§ Exercise instructions
Scan the entries for lines with the word "below" and copy those lines.

=== Section Start ===

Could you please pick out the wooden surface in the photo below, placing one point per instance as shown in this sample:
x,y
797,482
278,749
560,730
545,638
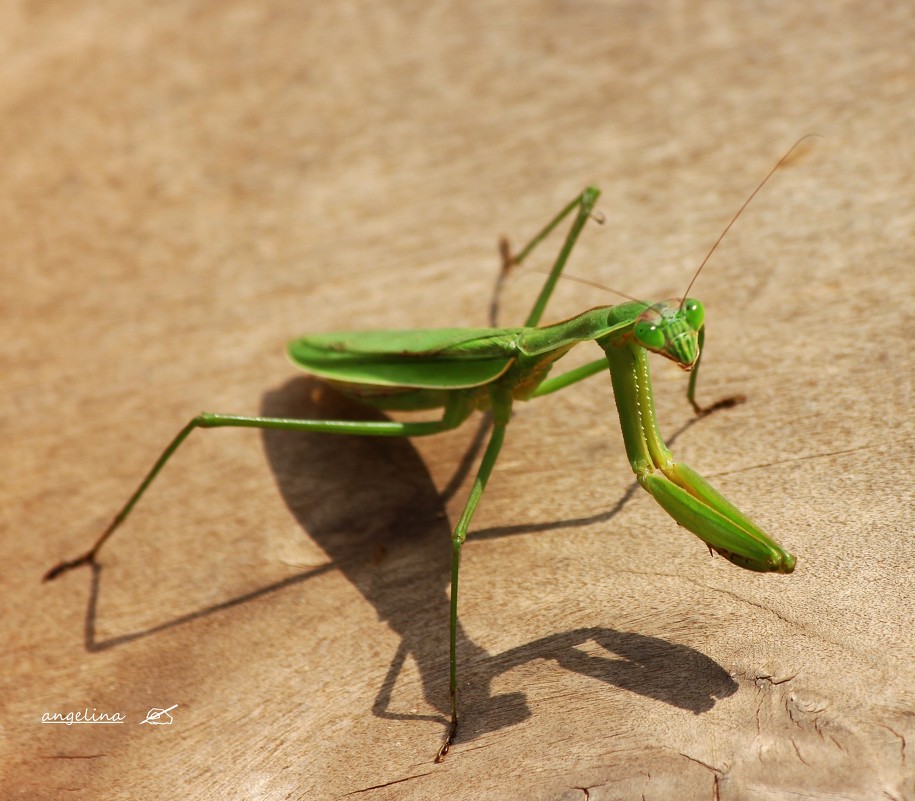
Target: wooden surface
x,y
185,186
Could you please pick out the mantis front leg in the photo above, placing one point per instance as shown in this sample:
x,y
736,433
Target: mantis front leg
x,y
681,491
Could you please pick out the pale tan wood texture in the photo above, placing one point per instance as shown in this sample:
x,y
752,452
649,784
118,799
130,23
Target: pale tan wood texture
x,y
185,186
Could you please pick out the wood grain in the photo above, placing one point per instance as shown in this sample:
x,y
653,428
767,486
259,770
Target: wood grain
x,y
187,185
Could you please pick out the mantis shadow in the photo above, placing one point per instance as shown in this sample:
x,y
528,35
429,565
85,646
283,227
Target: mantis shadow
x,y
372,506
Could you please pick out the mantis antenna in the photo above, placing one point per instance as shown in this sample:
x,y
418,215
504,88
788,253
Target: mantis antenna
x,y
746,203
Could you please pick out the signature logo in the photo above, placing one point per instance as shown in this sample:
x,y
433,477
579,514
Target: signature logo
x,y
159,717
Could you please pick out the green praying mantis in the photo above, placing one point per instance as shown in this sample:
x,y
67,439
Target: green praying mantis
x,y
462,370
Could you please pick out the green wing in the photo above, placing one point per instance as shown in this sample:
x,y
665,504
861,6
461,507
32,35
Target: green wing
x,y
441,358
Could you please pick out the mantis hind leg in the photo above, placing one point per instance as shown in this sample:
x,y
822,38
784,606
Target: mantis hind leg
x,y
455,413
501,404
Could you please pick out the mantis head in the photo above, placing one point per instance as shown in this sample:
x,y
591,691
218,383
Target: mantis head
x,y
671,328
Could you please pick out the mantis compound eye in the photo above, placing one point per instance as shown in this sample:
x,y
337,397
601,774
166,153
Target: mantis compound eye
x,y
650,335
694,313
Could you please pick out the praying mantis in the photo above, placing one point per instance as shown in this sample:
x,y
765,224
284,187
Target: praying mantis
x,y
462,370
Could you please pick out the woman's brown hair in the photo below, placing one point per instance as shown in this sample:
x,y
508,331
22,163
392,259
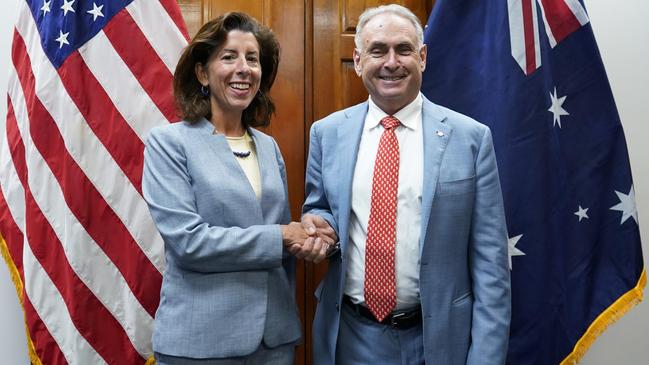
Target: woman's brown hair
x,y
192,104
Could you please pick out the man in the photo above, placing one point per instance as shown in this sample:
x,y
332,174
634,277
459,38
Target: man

=== Section End ===

§ Solution to the problem
Could you please pick out the wooden surface in the photo below, placing one point per instance as shown in this sample:
Could you please pick out the woman's brown hair in the photo below, placing one point per instance as shown in this sample:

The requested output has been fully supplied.